WRITTEN REQUEST:
Rewrite the rows, from the first one through the line containing "point(374, 293)", as a two-column CSV with the header text,answer. Give one CSV line per row, with the row's text and its answer each in a single quoted field and line breaks turned into spaces.

Excerpts from point annotation data
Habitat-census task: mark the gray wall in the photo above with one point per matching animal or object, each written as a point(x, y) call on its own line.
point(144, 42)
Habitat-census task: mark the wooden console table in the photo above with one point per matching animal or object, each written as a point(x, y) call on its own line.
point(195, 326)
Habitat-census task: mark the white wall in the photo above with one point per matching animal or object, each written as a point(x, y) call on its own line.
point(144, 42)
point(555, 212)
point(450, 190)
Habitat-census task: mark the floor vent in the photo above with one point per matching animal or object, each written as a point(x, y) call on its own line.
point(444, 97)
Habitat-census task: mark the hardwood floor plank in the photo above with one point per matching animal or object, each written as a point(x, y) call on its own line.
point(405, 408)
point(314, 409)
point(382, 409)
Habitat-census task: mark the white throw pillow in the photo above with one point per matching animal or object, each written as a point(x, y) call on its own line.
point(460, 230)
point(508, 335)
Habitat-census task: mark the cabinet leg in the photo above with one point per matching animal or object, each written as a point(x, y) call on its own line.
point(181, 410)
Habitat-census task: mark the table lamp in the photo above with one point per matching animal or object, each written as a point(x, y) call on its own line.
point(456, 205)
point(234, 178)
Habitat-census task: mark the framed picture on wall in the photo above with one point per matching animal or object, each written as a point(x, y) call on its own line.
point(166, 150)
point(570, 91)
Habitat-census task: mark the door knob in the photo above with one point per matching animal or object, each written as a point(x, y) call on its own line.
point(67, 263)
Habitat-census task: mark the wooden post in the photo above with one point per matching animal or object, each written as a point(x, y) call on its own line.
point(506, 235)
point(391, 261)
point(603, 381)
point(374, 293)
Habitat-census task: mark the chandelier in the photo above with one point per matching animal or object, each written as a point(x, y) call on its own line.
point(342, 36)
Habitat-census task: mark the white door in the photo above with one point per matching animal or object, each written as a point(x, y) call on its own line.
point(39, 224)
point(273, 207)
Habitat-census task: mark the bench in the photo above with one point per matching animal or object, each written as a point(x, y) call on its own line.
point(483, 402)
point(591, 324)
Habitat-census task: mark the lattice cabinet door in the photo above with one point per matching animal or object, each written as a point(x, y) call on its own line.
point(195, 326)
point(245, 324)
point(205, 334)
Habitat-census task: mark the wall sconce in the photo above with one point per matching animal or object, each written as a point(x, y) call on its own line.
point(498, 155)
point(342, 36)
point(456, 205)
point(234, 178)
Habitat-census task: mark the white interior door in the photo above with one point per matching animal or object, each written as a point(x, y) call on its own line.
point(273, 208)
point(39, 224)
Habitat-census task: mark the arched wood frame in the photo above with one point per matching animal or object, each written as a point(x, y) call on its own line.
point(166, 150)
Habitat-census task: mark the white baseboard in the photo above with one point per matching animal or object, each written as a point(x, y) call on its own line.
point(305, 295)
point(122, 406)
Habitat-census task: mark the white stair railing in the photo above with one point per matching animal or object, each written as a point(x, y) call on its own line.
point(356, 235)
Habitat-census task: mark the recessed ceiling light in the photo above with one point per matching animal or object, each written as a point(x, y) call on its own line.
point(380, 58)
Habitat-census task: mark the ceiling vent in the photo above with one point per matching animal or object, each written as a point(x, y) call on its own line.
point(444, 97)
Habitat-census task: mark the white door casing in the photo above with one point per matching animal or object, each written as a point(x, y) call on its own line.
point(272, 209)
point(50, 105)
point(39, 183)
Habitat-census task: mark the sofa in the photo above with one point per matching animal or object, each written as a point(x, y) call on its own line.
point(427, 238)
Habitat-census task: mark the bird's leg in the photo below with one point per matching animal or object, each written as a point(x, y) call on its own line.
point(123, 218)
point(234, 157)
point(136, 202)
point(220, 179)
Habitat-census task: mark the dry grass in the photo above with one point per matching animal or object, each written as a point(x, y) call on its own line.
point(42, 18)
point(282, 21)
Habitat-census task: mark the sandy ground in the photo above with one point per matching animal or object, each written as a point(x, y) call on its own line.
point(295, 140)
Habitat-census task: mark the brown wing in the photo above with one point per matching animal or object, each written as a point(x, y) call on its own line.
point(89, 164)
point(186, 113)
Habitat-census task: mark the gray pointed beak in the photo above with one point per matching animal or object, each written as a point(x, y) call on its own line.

FINAL RESULT:
text,answer
"Habitat-census task: mark the gray wall in the photo above with one point per matching animal or object, each written as a point(x, y) call on its own line.","point(144, 42)"
"Habitat-census task: mark the wooden console table in the photo above with one point per matching animal or object, each written as a point(x, y) call on its own line.","point(195, 326)"
"Habitat-census task: mark the white wall in the photo above with one point per matching animal or object, each written as a point(x, y) call on its own line.","point(144, 42) point(555, 212) point(450, 190)"
"Habitat-census task: mark the floor vent in the photo above with one point per matching animal or object, each written as a point(x, y) call on its own line.","point(444, 97)"
"Habitat-census task: mark the hardwood floor plank in the photo above with one point per matching animal or object, each written as a point(x, y) call on its own line.","point(405, 408) point(314, 409) point(382, 409)"
"Habitat-census task: mark the white throw pillow in the photo above with one point per matching animal or object, each written as a point(x, y) call on its own line.","point(460, 230) point(508, 335)"
"Habitat-census task: mark the cabinet leg in the photo above with one point per matching animal or object, each written as a point(x, y) call on its own line.","point(181, 410)"
"Habitat-census task: mark the table lamp in the photo above with one point per matching animal or object, each written as a point(x, y) call on its own line.","point(456, 205) point(234, 178)"
"Habitat-census task: mark the framed picture on wall in the photo above with one point per matching animal or object, each written as a point(x, y) call on its own line.","point(166, 150) point(570, 91)"
"Habitat-census task: mark the door knob in the photo above with one point per matching animal or object, each written as a point(x, y) call on its own line.","point(67, 263)"
"Habitat-census task: mark the wooden post in the photo above with one point per matching animal or object, each written as a point(x, y) call on its own line.","point(506, 235) point(391, 261) point(603, 381) point(374, 293)"